### Instructions for the task
Count the lines of the data that have the word "blade", then report the number without anything else.

### Material shown
# # # # # # #

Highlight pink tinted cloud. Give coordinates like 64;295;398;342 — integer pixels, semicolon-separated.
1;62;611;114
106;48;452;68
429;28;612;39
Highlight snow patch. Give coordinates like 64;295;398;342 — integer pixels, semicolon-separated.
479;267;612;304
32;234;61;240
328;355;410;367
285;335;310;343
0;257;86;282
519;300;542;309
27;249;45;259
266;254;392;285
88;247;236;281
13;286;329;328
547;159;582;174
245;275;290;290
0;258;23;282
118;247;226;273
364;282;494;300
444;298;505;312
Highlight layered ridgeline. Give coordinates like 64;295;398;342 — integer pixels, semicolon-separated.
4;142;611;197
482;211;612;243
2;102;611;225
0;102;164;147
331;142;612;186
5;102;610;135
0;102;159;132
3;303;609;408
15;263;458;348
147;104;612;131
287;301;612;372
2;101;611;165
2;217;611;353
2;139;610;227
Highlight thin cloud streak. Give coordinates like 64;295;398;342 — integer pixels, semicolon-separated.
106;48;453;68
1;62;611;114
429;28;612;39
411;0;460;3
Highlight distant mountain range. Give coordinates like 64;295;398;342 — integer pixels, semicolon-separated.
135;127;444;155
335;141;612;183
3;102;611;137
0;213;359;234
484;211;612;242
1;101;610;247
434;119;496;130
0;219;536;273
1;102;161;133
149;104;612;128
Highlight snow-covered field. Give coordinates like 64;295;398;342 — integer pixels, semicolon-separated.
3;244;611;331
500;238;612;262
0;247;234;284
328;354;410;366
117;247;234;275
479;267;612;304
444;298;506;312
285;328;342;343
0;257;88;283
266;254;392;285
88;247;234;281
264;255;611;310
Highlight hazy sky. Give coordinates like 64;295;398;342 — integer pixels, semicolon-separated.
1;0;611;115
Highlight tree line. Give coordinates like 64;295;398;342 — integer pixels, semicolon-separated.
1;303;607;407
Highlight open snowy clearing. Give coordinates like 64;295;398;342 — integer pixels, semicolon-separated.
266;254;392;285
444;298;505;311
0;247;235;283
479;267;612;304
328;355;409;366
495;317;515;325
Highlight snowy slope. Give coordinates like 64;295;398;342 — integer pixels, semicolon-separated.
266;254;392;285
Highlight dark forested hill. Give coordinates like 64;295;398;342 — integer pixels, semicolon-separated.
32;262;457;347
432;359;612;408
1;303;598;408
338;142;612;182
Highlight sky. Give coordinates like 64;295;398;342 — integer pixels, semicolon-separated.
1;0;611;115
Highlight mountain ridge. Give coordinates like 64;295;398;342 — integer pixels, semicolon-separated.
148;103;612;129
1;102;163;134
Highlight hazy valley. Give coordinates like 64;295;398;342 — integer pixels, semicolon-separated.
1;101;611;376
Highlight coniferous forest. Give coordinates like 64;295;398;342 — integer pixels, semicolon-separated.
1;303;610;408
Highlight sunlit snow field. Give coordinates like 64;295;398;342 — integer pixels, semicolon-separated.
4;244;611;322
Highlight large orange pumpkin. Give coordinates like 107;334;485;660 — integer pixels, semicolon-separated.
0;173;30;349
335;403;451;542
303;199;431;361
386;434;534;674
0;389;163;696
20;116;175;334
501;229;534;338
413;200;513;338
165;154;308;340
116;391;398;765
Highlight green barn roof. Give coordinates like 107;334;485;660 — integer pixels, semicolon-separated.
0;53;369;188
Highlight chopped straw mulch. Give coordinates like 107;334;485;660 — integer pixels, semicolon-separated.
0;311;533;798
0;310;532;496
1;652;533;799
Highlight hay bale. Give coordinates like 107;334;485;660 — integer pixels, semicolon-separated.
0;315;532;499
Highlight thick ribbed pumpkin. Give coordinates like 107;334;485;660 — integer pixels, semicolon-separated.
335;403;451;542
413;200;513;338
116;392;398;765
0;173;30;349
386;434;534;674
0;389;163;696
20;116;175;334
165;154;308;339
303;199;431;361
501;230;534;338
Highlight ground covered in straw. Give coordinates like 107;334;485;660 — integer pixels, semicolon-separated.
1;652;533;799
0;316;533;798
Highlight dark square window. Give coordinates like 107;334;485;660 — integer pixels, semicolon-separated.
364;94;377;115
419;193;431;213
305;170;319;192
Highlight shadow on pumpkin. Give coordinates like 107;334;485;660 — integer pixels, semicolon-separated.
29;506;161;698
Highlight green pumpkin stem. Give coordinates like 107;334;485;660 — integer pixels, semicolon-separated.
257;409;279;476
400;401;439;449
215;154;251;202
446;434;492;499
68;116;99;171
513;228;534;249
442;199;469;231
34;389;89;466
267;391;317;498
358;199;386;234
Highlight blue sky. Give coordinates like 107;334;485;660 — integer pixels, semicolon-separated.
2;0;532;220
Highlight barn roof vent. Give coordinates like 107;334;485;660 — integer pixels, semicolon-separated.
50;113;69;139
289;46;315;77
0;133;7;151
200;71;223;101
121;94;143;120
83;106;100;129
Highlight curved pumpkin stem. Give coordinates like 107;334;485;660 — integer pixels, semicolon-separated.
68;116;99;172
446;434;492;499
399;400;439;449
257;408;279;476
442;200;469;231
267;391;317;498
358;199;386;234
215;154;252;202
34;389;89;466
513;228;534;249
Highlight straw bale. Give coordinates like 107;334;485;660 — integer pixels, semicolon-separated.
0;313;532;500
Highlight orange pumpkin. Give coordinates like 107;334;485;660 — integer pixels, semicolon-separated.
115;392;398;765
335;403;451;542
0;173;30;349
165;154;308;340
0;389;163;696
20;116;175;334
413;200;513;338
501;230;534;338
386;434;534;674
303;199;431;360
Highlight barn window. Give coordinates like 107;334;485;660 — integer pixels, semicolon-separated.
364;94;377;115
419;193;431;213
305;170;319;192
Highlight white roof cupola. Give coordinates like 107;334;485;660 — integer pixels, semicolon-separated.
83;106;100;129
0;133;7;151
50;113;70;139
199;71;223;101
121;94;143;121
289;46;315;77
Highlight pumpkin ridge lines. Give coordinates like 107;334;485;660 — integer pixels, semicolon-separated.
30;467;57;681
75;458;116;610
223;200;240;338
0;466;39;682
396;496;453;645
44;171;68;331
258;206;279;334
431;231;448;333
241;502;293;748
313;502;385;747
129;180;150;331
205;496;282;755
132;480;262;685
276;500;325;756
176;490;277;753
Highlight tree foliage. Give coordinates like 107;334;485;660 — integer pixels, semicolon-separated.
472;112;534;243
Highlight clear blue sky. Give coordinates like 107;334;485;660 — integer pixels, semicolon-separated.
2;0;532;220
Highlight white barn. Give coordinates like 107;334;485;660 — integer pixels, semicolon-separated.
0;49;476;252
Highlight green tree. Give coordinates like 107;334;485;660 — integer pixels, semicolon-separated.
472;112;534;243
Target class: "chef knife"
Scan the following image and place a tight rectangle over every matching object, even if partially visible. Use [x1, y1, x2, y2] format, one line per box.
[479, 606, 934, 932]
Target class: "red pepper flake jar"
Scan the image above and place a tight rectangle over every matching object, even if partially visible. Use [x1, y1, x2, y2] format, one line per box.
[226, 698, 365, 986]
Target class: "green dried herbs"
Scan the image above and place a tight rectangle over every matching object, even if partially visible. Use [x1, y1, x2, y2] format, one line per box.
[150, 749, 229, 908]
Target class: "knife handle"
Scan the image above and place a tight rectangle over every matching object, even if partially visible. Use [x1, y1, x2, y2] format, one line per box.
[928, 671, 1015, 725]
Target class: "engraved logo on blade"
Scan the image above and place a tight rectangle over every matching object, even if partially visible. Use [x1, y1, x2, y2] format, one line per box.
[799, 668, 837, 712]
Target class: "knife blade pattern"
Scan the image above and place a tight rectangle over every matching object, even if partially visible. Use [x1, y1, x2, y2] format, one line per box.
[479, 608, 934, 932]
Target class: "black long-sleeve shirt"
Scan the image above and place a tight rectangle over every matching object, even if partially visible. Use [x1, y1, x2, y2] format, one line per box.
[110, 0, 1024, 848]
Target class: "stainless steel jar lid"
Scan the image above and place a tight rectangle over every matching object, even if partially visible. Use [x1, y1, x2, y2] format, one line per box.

# # # # # # #

### Task solution
2